--- START OF Input material ---

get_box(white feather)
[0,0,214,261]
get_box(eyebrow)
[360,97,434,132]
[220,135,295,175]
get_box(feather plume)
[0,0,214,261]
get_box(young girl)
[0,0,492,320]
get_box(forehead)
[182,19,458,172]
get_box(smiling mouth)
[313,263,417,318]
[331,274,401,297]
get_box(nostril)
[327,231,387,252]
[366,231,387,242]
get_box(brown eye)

--- END OF Input material ---

◆ To be done
Turn the rows above into a Markdown table with the columns "Number" and "Line". Give each line its own table row with its number, and skip any blank lines.

◆ Complete answer
| Number | Line |
|---|---|
| 1 | get_box(white feather) |
| 2 | [0,0,214,261] |
| 3 | get_box(eyebrow) |
| 4 | [360,97,434,132] |
| 5 | [220,135,295,175] |
| 6 | get_box(feather plume) |
| 7 | [0,0,214,261] |
| 8 | get_box(young girl) |
| 9 | [0,0,492,320] |
| 10 | get_box(forehead) |
| 11 | [182,19,458,172] |
| 12 | get_box(smiling mouth) |
| 13 | [313,263,417,318] |
| 14 | [331,274,401,297] |
| 15 | get_box(nostril) |
| 16 | [327,231,387,252] |
| 17 | [366,231,387,242] |
| 18 | get_box(brown eye) |